Repeat exactly, and only, the lines from the one holding "Class, indicate each instance of the wooden baluster" through the last line of the records below.

----

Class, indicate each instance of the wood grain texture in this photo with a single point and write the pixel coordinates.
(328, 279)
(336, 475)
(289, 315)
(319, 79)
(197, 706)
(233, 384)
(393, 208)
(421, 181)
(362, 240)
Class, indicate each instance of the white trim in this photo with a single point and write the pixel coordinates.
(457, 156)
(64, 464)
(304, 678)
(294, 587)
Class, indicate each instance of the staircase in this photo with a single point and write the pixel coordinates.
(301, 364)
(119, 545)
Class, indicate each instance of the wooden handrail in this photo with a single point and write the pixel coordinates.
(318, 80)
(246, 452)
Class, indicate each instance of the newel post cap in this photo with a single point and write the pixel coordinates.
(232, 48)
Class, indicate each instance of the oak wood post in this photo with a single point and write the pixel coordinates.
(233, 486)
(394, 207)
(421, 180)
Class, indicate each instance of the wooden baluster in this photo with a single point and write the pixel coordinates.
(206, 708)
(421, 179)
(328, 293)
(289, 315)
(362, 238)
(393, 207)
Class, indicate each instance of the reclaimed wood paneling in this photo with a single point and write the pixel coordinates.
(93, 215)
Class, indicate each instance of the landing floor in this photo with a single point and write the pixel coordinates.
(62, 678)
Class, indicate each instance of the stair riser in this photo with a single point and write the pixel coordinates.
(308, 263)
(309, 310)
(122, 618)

----

**ANSWER BELOW**:
Class, indicate each instance of the wooden baluster in this photo with a single point and write the pixel coordinates.
(206, 708)
(421, 179)
(328, 293)
(289, 315)
(362, 238)
(393, 207)
Class, indicate each instance of the reclaimed wood paneling in this photo with a single point and write the pixel coordinates.
(93, 215)
Class, indicate each instance of the landing floor in this photo with a single point and write the pixel coordinates.
(62, 678)
Class, indicate each instance of the stair riser in this photo with a single point and write the pixel coordinates.
(308, 263)
(309, 310)
(122, 618)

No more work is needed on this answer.